### TRECHO FORNECIDO
Posteriormente passou a se desenvolver outro tipo de tutela, que se diferenciava das tutelas de conhecimento e de execução, era a tutela cautelar, como bem advertiu Teori Zavascki: “a essa classificação bipartide da tutela jurisdicional costuma-se, ainda dentro dos padrões clássicos, acrescentar um tertium genus: a tutela cautelar[2]”. Exposta, ainda que sumariamente a classificação dos tipos de tutela, relembraremos algumas características básicas do processo de execução e do processo cautelar para que possamos chegar ao objeto de nosso estudo, ou seja, analisar a amplitude e aplicação das tutelas de urgência acautelatórias no processo de execução.


2. Tutela de Execução.


A função jurisdicional não se limita à emissão de sentença, através do processo de conhecimento. Além de formular concretamente a regra jurídica válida para a espécie, é necessário atuá-la, modificando a situação de fato existente para adaptá-la ao comando emergente da sentença. Na sentença condenatória, alia-se à declaração a sanção: forma-se, então, o título executivo necessário para que esta possa ser concretamente atuada.[3]


Enquanto o processo de conhecimento tem por finalidade a obtenção de uma sentença que decida o conflito de interesses, a execução tem por finalidade satisfazer o direito que a sentença condenatória haja proclamado pertencer ao demandante vitorioso, caso o condenado não a tenha voluntariamente satisfeito. Ao contrário do processo de conhecimento, que é um processo de sentença, e que a sentença se exaure, o processo de execução tem por fim realizar as “operações práticas” necessárias a tornar efetivo o enunciado da sentença condenatória, de modo que os fatos sejam modificados e se realize a coincidência entre eles e a regra jurídica estabelecida pela sentença.[4]


Na execução ocorre a transferência patrimonial do devedor para o credor. Nesse sentido, ensina Ovídio Baptista:


O processo de execução cuida de submeter o patrimônio do condenado à sanção executória, de modo que dele se extraiam os bens e valores idôneos a satisfazer o direito do credor.[5]


A propósito da distinção entre processo de conhecimento e processo de execução, observou a doutrina que, no primeiro, se vai dos fatos ao direito (narra mihi factum dabo tibi ius), enquanto que no segundo se vai do direito (declarado pela sentença) aos fatos (que são modificados pela atividade executiva, para conformar-se ao direito).[6]


Para a opinião da doutrina majoritária, o processo executivo destina-se a tornar efetivas as sentenças condenatórias. As sentenças mandamentais e executivas lato sensu, embora não deixem de ter natureza condenatória, não dependem de processo autônomo de execução para a sua atuação. Nesse sentido Ada Pellegrini, Cândido Dinamarco e Antônio Cintra.

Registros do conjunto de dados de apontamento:
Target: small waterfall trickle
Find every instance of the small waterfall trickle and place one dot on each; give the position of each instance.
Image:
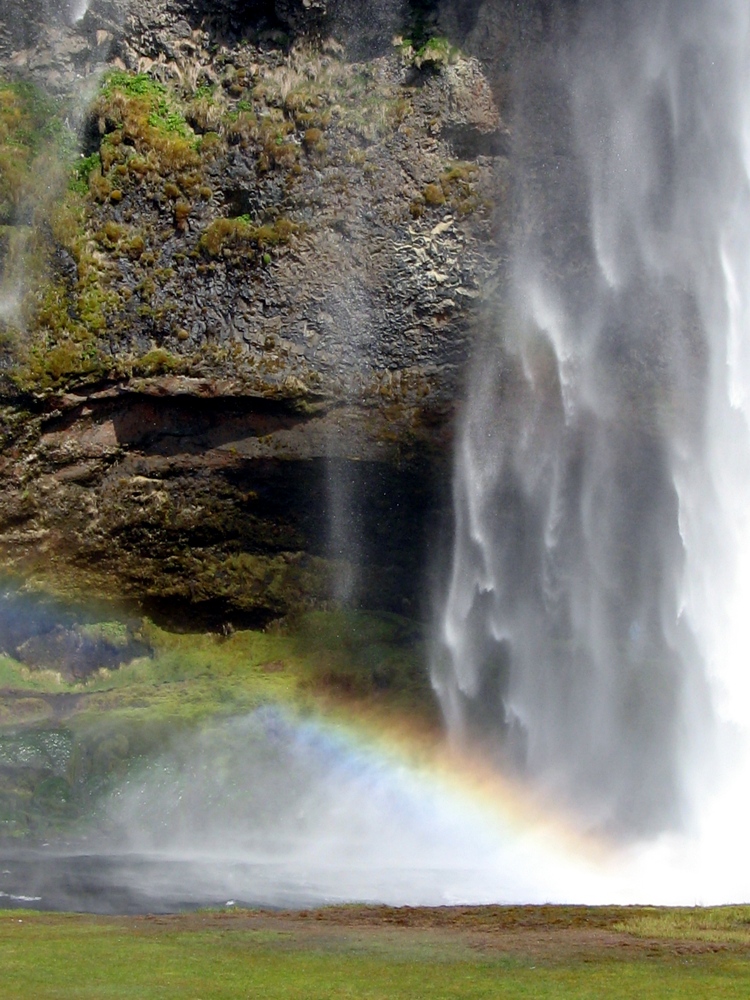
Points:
(595, 632)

### COMPLETE O SEGUINTE
a) Responda com base no texto sobre a tutela de execução:
(i) Que terceiro tipo de tutela, segundo a citação de Teori Zavascki, se acrescenta à classificação clássica?
(ii) O que ocorre na execução quanto ao patrimônio?
(iii) Segundo a doutrina majoritária, o processo executivo se destina a tornar efetivas que sentenças?
b) Diga se cada afirmação concorda com o texto sobre a tutela de execução e cite as palavras dele que decidem a questão:
(i) As sentenças mandamentais e executivas lato sensu dependem de processo autônomo de execução.
(ii) No processo de conhecimento, vai-se dos fatos ao direito.
(iii) A função jurisdicional se limita à emissão de sentença.
c) Dê continuidade ao texto sobre a tutela de execução a partir do ponto em que ele para.
Não é preciso consultar os registros.

### RESULTADOS FINAIS
a)
(i) A tutela cautelar.
(ii) Ocorre a transferência patrimonial do devedor para o credor.
(iii) As sentenças condenatórias.

b)
(i) Não: "não dependem de processo autônomo de execução para a sua atuação".
(ii) Sim: "no primeiro, se vai dos fatos ao direito".
(iii) Não: "A função jurisdicional não se limita à emissão de sentença".

c)
Somente as sentenças condenatórias (e excluídas destas as mandamentais e as executivas lato sensu) – que aplicam a sanção ao réu, atribuindo ao autor um título executivo – são, portanto, capazes de conduzir a execução em sentido técnico.[7]


Do mesmo norte Ovídio Baptista:


[.] o processo de execução (obrigacional, do Livro II do Código) tem por fim satisfazer o direito que a sentença condenatória haja proclamado pertencer ao demandante vitorioso, sempre que o condenado não tenha voluntariamente satisfeito, dando cumprimento ao que lhe fora imposto pelo julgado.[8]


A finalidade da execução no dizer de José Alberto Dos Reis, “consiste em obter para o Exeqüente precisamente aquele benefício que lhe traria o cumprimento da obrigação por parte do devedor ou, se isso não for possível, ao menos um benefício equivalente”.[9]


O resultado específico da ação executiva é o provimento satisfativo do direito do credor, denominado provimento executivo.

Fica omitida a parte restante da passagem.